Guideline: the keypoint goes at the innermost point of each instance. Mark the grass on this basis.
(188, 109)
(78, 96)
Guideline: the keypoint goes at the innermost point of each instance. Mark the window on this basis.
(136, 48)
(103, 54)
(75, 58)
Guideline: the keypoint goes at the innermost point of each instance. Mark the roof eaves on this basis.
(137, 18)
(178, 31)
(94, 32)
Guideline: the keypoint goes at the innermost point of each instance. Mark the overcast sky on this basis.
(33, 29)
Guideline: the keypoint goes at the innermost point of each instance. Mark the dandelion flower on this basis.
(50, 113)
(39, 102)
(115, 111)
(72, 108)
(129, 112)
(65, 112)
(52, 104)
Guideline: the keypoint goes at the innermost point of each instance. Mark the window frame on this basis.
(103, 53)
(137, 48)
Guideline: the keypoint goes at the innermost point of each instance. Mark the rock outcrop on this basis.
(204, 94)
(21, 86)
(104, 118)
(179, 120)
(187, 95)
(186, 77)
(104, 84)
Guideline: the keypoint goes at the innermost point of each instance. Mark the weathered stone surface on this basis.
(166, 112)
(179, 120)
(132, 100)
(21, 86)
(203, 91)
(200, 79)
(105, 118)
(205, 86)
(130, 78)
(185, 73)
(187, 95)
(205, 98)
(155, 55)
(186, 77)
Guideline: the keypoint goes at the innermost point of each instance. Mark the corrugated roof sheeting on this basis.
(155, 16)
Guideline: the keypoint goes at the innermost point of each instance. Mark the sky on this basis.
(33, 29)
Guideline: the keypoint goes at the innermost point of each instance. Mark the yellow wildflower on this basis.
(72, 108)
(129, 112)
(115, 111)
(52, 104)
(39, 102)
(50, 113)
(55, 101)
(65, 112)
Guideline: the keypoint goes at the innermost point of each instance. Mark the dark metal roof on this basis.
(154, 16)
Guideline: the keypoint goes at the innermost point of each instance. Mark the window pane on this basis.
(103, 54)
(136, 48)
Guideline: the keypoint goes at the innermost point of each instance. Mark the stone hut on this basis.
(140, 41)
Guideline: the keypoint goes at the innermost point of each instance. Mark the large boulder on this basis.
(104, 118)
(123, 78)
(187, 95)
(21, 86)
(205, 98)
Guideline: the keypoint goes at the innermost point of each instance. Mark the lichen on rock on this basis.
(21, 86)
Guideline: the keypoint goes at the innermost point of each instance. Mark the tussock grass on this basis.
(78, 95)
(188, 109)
* * *
Work to do =
Could you reproduce, word for word, everything from the line containing "surface on this basis." down to the end of the records, including that line?

Correct response =
Guideline: the keypoint goes at the innermost point of each instance. Mark the weathered stone surface on this basis.
(166, 112)
(179, 120)
(132, 100)
(21, 86)
(203, 91)
(200, 79)
(105, 118)
(205, 86)
(130, 78)
(185, 73)
(187, 95)
(205, 98)
(155, 55)
(186, 77)
Guideline: the keypoint goes at the innermost point of each instance. Mark the corrugated roof sheeting on this basis.
(155, 16)
Guideline: the keypoint goes at the innermost point of each instance. Mark the sky on this basis.
(33, 29)
Guideline: the keypoint goes at the innermost point of each instance. Mark the yellow wildflower on this basis.
(72, 108)
(129, 112)
(115, 111)
(52, 104)
(39, 102)
(50, 113)
(55, 101)
(65, 112)
Guideline: the keypoint goes at the innermost point of each instance. Mark the dark metal roof on this basis.
(154, 16)
Guideline: the keypoint goes at the innermost point of each instance. Mark the window pane on this basis.
(103, 54)
(136, 48)
Guideline: the keypoint goes at the innermost point of each instance. Mark the stone hut on this basis.
(140, 41)
Guideline: the keypoint goes at the innermost point of each instance. Mark the large boulder on this basis.
(104, 118)
(123, 78)
(187, 95)
(21, 86)
(205, 98)
Guideline: the keypoint goes at the innermost point of each instance. Mark the lichen on rock on this basis.
(21, 86)
Guideline: the keypoint goes at the innermost point of each instance. Mark the tussock grass on this basis.
(78, 95)
(188, 109)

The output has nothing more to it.